■ Given request:
Start at the line containing "point: wood parquet" and transcribe every line exactly through the end of the records below, and only those lines.
** START OF Input for this task **
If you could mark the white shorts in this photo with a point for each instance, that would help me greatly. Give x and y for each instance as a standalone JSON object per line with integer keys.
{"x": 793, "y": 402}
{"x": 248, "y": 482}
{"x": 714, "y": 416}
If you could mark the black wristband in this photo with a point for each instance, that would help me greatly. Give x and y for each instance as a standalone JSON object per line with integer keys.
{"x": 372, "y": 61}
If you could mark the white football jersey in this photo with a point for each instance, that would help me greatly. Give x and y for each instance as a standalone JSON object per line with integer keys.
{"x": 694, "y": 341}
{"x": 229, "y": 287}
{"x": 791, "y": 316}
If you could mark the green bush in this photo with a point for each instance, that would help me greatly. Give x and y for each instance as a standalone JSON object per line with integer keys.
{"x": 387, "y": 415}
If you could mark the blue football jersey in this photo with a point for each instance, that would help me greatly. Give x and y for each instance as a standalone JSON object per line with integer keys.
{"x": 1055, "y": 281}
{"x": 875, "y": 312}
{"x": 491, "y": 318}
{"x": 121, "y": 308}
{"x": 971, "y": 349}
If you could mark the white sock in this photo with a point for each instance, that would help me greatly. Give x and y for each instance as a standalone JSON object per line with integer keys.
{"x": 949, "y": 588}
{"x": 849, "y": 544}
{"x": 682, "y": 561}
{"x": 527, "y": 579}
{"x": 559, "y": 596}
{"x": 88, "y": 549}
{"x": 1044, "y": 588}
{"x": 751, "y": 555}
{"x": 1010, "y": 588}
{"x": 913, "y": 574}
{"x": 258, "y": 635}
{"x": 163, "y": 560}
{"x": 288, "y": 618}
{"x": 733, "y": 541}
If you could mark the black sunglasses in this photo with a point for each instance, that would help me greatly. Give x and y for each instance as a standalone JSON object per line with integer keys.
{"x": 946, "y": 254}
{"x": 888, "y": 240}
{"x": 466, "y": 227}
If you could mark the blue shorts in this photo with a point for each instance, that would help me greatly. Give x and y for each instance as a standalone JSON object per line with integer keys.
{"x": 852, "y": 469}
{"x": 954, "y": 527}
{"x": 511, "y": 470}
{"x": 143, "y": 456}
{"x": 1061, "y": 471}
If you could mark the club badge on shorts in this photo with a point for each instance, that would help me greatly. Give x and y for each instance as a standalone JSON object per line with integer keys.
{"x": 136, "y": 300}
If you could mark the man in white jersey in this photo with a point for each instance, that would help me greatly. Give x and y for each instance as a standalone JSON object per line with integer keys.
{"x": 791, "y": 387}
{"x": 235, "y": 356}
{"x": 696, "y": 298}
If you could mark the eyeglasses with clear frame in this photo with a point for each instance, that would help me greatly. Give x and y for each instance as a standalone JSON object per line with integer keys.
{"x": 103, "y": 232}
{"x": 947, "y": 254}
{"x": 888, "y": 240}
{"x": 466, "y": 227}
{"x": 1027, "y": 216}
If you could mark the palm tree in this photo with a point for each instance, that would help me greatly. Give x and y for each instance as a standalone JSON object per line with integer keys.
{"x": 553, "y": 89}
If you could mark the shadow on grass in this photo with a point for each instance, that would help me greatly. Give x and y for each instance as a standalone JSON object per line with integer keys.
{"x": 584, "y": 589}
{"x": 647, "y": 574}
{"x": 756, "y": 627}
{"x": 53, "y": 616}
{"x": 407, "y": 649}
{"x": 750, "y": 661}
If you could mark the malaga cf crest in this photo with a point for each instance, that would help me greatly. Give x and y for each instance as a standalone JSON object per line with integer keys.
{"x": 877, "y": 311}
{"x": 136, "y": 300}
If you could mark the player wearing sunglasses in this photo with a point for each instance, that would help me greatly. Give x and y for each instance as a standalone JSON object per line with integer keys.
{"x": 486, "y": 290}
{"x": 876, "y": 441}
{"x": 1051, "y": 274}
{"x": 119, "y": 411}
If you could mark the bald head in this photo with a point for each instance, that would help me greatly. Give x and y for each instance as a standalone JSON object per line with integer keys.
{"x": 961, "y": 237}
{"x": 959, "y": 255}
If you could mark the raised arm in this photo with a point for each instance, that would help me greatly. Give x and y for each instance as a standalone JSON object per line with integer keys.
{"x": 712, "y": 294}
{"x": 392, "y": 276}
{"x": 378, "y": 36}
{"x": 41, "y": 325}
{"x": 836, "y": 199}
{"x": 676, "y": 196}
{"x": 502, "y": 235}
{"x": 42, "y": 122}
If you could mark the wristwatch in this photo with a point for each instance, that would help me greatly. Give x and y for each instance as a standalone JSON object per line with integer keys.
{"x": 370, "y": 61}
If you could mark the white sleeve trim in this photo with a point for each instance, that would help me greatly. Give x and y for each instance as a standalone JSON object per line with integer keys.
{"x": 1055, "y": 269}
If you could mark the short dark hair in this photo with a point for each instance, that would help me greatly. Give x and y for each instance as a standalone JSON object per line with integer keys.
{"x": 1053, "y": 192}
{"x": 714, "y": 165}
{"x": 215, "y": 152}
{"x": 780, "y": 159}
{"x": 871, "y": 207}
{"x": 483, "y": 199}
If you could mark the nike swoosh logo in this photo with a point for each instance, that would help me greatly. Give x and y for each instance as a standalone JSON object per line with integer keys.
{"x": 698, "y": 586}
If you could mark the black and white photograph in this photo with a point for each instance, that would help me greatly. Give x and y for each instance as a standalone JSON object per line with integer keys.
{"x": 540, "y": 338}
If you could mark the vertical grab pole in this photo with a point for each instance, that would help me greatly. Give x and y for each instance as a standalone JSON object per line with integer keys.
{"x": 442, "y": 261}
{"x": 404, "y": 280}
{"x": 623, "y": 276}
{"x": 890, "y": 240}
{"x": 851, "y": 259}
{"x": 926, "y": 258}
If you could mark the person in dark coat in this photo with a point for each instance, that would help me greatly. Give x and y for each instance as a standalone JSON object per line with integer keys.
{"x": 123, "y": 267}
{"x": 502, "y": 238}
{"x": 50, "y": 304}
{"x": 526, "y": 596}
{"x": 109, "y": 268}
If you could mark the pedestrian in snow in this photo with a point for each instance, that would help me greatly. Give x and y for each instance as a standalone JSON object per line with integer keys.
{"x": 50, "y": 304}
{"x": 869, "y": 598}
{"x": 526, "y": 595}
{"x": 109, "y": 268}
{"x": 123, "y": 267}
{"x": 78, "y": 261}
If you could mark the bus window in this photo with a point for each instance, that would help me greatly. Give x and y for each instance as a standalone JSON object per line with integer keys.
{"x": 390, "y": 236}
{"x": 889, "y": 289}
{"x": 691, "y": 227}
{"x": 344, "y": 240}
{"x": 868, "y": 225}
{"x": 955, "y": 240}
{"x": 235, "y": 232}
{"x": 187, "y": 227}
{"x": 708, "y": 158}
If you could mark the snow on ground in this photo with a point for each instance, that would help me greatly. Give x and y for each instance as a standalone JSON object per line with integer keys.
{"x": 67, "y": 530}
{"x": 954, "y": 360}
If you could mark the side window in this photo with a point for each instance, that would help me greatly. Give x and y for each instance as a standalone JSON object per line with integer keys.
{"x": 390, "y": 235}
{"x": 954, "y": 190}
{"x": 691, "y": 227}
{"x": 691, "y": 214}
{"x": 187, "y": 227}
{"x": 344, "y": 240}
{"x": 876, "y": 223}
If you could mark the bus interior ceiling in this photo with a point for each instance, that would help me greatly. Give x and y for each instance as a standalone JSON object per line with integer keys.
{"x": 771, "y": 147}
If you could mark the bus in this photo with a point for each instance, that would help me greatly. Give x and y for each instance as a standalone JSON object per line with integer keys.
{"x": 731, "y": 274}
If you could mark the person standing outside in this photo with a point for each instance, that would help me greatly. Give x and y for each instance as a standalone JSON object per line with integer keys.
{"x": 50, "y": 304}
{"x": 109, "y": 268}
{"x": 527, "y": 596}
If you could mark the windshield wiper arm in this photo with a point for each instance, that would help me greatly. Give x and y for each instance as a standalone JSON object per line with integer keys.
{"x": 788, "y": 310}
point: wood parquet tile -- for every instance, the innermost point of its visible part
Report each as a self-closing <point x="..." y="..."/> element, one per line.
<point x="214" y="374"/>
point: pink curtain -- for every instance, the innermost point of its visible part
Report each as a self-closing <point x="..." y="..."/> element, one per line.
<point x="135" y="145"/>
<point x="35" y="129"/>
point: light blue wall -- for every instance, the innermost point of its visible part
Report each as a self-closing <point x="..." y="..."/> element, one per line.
** END OF Input for this task **
■ Answer to this problem:
point: wood parquet tile -- for every instance, the innermost point of its visible part
Report each as a self-closing <point x="..." y="..."/> element, one per line.
<point x="214" y="374"/>
point: pink curtain -- for every instance, the innermost point of its visible part
Report each as a self-closing <point x="..." y="..."/> element, one per line.
<point x="135" y="145"/>
<point x="35" y="129"/>
point: light blue wall -- for every instance, the innermost point of its visible part
Report each as a self-closing <point x="..." y="..."/> element, one per line.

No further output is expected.